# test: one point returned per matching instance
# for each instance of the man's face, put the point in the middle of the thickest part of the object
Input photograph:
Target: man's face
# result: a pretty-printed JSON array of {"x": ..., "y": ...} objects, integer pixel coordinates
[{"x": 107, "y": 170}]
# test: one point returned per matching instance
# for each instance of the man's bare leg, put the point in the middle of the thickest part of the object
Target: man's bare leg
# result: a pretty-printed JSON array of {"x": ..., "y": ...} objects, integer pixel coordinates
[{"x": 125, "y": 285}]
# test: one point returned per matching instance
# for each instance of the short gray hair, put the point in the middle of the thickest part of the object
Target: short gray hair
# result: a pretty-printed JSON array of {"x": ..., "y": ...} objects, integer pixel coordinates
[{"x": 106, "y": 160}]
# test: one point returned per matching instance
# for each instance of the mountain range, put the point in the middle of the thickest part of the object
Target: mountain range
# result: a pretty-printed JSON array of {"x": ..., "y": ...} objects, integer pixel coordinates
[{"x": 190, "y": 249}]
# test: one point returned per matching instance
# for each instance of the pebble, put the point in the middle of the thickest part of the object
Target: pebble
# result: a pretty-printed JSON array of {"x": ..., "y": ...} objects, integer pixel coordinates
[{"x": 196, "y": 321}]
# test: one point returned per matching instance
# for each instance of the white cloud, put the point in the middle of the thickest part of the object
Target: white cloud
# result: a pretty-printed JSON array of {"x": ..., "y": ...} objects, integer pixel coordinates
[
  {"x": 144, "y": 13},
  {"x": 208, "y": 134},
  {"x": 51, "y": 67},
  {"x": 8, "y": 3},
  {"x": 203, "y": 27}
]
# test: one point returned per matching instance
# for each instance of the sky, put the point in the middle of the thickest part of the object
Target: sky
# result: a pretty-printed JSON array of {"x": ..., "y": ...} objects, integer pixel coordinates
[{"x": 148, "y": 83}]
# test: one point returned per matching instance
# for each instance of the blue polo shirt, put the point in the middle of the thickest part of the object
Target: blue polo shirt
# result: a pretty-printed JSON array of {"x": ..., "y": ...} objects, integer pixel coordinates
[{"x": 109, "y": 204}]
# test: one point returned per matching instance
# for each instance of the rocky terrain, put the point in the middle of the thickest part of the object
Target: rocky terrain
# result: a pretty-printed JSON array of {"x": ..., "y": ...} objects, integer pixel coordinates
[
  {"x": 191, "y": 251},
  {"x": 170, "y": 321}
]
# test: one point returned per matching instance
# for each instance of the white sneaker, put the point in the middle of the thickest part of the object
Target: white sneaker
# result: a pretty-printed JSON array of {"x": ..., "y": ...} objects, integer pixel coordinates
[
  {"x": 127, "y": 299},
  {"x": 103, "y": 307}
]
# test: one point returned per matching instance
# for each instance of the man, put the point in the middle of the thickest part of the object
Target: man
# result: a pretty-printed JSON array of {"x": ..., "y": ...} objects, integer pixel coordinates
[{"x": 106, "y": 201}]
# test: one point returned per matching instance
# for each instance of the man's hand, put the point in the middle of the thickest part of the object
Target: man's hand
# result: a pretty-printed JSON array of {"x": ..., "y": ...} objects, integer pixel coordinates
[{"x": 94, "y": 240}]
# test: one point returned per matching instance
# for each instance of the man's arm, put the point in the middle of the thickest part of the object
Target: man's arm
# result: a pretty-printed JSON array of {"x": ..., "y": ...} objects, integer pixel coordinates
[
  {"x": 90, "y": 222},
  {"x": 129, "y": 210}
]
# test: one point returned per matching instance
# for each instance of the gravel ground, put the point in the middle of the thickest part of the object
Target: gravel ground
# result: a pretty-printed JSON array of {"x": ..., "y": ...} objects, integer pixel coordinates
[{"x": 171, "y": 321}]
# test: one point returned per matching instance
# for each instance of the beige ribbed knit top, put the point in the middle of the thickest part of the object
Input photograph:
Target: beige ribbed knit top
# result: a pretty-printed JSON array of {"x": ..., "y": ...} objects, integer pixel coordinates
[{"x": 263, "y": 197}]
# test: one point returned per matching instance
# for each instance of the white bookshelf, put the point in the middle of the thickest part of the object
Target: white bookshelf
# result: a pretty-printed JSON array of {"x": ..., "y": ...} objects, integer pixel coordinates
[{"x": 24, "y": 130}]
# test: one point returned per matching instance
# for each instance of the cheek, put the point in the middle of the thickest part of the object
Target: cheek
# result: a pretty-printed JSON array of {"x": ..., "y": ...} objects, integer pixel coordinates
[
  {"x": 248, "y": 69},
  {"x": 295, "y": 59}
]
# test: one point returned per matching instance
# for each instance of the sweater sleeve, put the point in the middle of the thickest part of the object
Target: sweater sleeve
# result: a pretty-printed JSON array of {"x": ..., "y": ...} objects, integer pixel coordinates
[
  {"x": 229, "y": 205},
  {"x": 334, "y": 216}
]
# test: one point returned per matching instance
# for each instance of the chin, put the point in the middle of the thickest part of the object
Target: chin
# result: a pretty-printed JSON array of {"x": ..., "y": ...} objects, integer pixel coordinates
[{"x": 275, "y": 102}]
━━━━━━━━━━━━━━━━
# WHAT IS EXPECTED:
Lines with the word "blue" in them should be copied from the preceding records.

# WRITTEN SOLUTION:
# for each instance of the blue polo shirt, put the point in the middle of the thickest part of the object
Target: blue polo shirt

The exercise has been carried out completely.